Japanese government appoints new "Minister of Loneliness"

While not the first such minister, the loneliness epidemic in Japan will make this one the hardest working.

Japanese government appoints new "Minister of Loneliness"

Minister Tetsushi Sakamoto

Photo by CHARLY TRIBALLEAU/AFP via Getty Images
  • The Japanese government has appointed a Minister of Loneliness to implement policies designed to fight isolation and lower suicide rates.
  • They are the second country, after the U.K., to dedicate a cabinet member to the task.
  • While Japan is famous for how its loneliness epidemic manifests, it isn't alone in having one.

At the time of writing, the COVID-19 pandemic is just a few weeks shy of being one year old. Many people have been practicing social distancing, quarantine, and isolation procedures for most of that time. While these practices have had a real effect on case numbers, they have also had more than a few adverse side effects. In Japan, the government is blaming a recent increase in suicide rates on the difficulties caused by isolation.

Japan, which has done an excellent job of keeping COVID death rates low, saw an increase in the number of suicides among women and students during the last year. Despite the continued fall in the suicide rate for men, Japan still has the highest suicide rate among any G7 nation.

In hopes of attacking the problem at its perceived source, the Japanese government has taken the bold step of appointing a cabinet member dedicated to the loneliness crisis.

◆ Material provided:
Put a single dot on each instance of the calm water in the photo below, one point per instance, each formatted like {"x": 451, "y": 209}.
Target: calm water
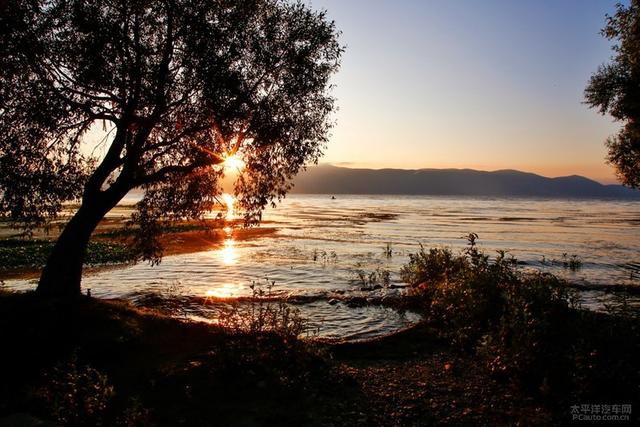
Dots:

◆ What you are asked to do:
According to the article on Japan's Minister of Loneliness, which country dedicated a cabinet member to loneliness before Japan? Rely only on the article about Japan's Minister of Loneliness, not on the data.

◆ Response area:
The U.K.